§ **Aim of the task**:
Please reproduce the lines of the entries below word for word, starting at the line that contains "Indicate the mud-covered" and stopping after the line that contains "point(580, 1102)", with nothing before or after them.
↓↓↓
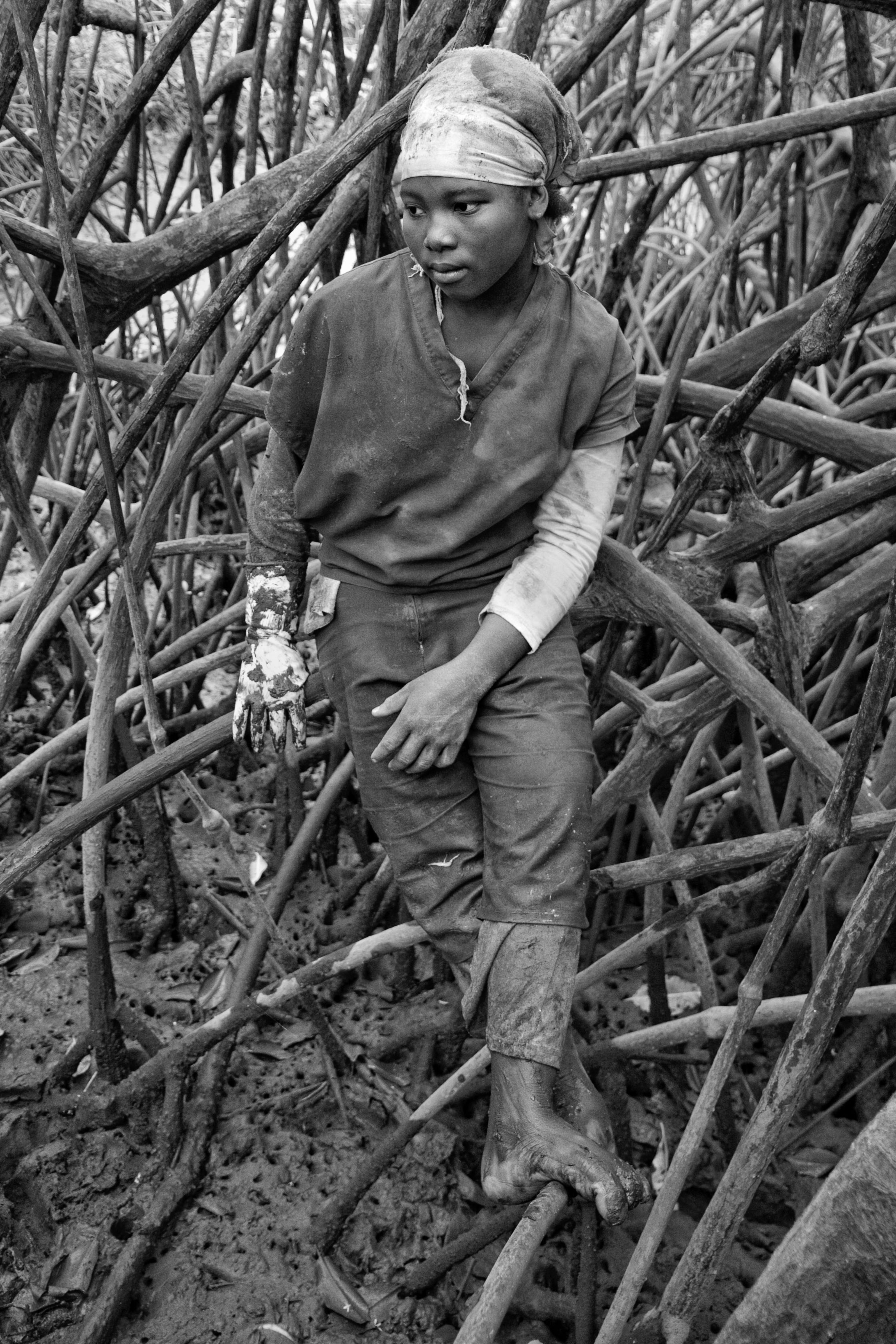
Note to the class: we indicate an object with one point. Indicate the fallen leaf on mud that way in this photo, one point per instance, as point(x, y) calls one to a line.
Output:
point(72, 1265)
point(390, 1076)
point(813, 1162)
point(338, 1294)
point(297, 1033)
point(378, 988)
point(257, 867)
point(214, 990)
point(268, 1050)
point(180, 994)
point(683, 996)
point(41, 963)
point(18, 952)
point(210, 1206)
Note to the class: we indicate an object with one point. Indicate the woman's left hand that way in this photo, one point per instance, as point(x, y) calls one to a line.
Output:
point(434, 717)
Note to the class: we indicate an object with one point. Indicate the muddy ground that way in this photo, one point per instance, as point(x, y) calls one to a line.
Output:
point(236, 1264)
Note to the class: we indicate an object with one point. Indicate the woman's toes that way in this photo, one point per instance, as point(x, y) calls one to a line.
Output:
point(612, 1202)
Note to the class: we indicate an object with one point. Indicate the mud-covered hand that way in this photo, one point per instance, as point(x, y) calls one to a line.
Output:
point(270, 689)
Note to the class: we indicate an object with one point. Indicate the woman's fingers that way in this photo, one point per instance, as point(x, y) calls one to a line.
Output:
point(426, 760)
point(391, 741)
point(393, 703)
point(414, 744)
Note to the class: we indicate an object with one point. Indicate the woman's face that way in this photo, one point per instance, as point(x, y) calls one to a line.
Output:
point(468, 234)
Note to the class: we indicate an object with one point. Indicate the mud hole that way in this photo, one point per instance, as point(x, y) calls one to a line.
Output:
point(237, 1262)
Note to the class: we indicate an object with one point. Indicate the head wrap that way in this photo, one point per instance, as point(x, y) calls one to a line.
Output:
point(487, 115)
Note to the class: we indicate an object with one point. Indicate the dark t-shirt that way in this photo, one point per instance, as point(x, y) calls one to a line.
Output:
point(404, 491)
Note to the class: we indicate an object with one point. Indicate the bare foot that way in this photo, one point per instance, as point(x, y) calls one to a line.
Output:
point(527, 1147)
point(580, 1102)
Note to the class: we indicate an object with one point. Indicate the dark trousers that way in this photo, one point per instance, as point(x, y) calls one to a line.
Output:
point(502, 836)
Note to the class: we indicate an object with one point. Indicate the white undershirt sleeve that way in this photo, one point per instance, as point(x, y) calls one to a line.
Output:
point(543, 584)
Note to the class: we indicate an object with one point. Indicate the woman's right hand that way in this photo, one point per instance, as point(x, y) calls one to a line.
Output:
point(270, 690)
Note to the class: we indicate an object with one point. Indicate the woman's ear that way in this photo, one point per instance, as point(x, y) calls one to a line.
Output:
point(538, 202)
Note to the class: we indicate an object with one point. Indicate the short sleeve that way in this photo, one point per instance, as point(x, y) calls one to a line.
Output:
point(299, 382)
point(614, 417)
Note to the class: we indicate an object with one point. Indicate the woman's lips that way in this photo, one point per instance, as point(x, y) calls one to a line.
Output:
point(448, 275)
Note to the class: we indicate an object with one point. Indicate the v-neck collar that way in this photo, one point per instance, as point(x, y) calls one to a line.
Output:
point(506, 353)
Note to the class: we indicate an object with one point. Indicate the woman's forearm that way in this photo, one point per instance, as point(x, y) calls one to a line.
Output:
point(495, 650)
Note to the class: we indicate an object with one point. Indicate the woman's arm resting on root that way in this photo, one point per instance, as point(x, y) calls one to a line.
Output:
point(436, 710)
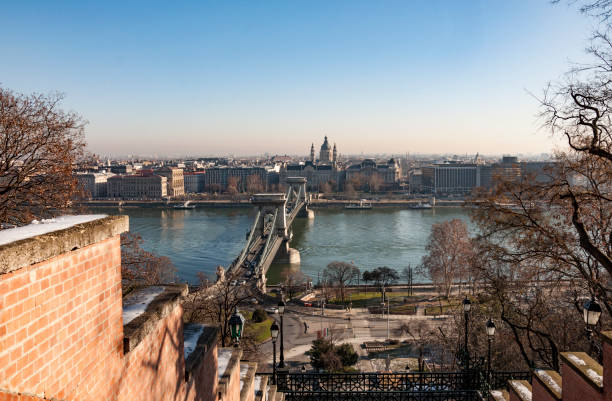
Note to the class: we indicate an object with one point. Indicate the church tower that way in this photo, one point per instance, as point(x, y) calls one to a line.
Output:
point(325, 154)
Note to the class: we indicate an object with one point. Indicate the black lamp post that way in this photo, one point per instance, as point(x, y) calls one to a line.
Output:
point(490, 333)
point(467, 305)
point(591, 313)
point(236, 324)
point(281, 311)
point(274, 333)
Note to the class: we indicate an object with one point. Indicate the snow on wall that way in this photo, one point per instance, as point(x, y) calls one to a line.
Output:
point(223, 357)
point(45, 226)
point(546, 378)
point(135, 305)
point(191, 335)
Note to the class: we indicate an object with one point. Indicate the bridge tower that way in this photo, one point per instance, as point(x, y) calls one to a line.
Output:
point(297, 187)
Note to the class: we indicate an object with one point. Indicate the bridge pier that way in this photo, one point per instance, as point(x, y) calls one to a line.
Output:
point(306, 213)
point(287, 255)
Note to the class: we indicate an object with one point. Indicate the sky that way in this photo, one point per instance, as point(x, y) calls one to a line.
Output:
point(179, 78)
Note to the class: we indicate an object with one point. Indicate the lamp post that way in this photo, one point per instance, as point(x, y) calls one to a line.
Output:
point(467, 305)
point(591, 313)
point(490, 326)
point(236, 324)
point(281, 311)
point(274, 333)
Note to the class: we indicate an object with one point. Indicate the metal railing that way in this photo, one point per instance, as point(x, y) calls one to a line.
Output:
point(469, 395)
point(417, 386)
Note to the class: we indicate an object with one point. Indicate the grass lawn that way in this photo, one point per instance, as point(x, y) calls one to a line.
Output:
point(436, 310)
point(372, 298)
point(259, 331)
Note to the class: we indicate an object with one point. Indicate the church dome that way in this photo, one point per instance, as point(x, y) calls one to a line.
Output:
point(325, 145)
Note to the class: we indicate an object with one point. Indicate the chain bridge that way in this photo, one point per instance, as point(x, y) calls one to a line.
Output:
point(268, 239)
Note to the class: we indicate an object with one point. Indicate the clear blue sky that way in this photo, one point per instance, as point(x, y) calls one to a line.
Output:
point(248, 77)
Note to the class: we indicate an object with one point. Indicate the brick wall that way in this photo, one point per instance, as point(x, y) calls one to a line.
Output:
point(155, 369)
point(61, 330)
point(581, 379)
point(61, 326)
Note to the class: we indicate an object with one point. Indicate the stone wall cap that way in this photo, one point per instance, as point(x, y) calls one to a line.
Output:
point(207, 337)
point(228, 361)
point(607, 336)
point(500, 395)
point(247, 379)
point(585, 366)
point(48, 240)
point(162, 304)
point(551, 380)
point(521, 388)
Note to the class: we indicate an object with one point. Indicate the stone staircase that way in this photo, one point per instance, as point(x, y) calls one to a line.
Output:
point(581, 379)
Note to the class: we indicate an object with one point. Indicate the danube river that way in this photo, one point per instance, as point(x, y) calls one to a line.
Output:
point(201, 239)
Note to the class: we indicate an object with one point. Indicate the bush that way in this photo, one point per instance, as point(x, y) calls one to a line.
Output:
point(347, 354)
point(325, 355)
point(259, 316)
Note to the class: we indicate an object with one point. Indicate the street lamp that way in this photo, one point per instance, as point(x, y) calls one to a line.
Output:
point(281, 311)
point(591, 313)
point(274, 333)
point(490, 326)
point(236, 324)
point(467, 305)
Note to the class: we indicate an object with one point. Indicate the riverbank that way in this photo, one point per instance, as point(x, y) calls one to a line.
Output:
point(241, 203)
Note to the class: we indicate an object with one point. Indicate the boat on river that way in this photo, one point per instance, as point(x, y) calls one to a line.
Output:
point(363, 204)
point(420, 206)
point(186, 205)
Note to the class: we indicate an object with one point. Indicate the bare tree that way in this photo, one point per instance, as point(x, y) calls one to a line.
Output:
point(233, 185)
point(254, 184)
point(39, 145)
point(142, 267)
point(217, 303)
point(326, 187)
point(375, 181)
point(449, 254)
point(340, 274)
point(293, 281)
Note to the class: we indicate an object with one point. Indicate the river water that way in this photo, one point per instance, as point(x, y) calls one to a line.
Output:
point(201, 239)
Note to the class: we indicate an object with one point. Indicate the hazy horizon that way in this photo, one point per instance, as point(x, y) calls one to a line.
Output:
point(254, 78)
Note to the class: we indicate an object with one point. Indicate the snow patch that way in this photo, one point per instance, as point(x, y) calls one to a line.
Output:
point(546, 378)
point(137, 304)
point(497, 395)
point(244, 368)
point(191, 335)
point(576, 360)
point(45, 226)
point(257, 385)
point(596, 377)
point(223, 357)
point(523, 391)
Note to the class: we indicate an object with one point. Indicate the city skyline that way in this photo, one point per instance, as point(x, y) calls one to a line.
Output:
↑↑↑
§ **Answer to the problem**:
Note to the class: we indicate an object with one point. Indicate the mud-covered hand that way in this photo, one point per instance, as point(x, y) calls one to a line.
Output:
point(270, 689)
Note to the class: we indicate an object with one point. Indicate the woman's fingers that way in this photo, one point per instance, as point(x, y) calls one to a line.
Output:
point(426, 760)
point(391, 741)
point(393, 703)
point(414, 744)
Note to the class: we indicate an object with one point. Indicate the woman's face that way in this photo, one point per instance, as point(x, y) calls one to a line.
Output:
point(468, 234)
Note to the class: we indicate an object with one point. Indicate the mud hole that way in this photo, one point per instance, as point(x, y) calls one to a line.
Output:
point(237, 1262)
Note to the class: we indicate an object with one point. Indicate the head wrap that way in this photo, one point per instance, as point(x, y) calls one to a line.
Output:
point(487, 115)
Note to the class: we indicate an object with one point. Indicate the dark t-shirt that way in this photo, one point per instance, as point(x, y) calls one to a line.
Output:
point(404, 491)
Note to the class: we indicate an object with one point. Indicate the bare foot that way in this photo, one point per instance, as point(x, y) calls one to a line.
Output:
point(527, 1147)
point(580, 1102)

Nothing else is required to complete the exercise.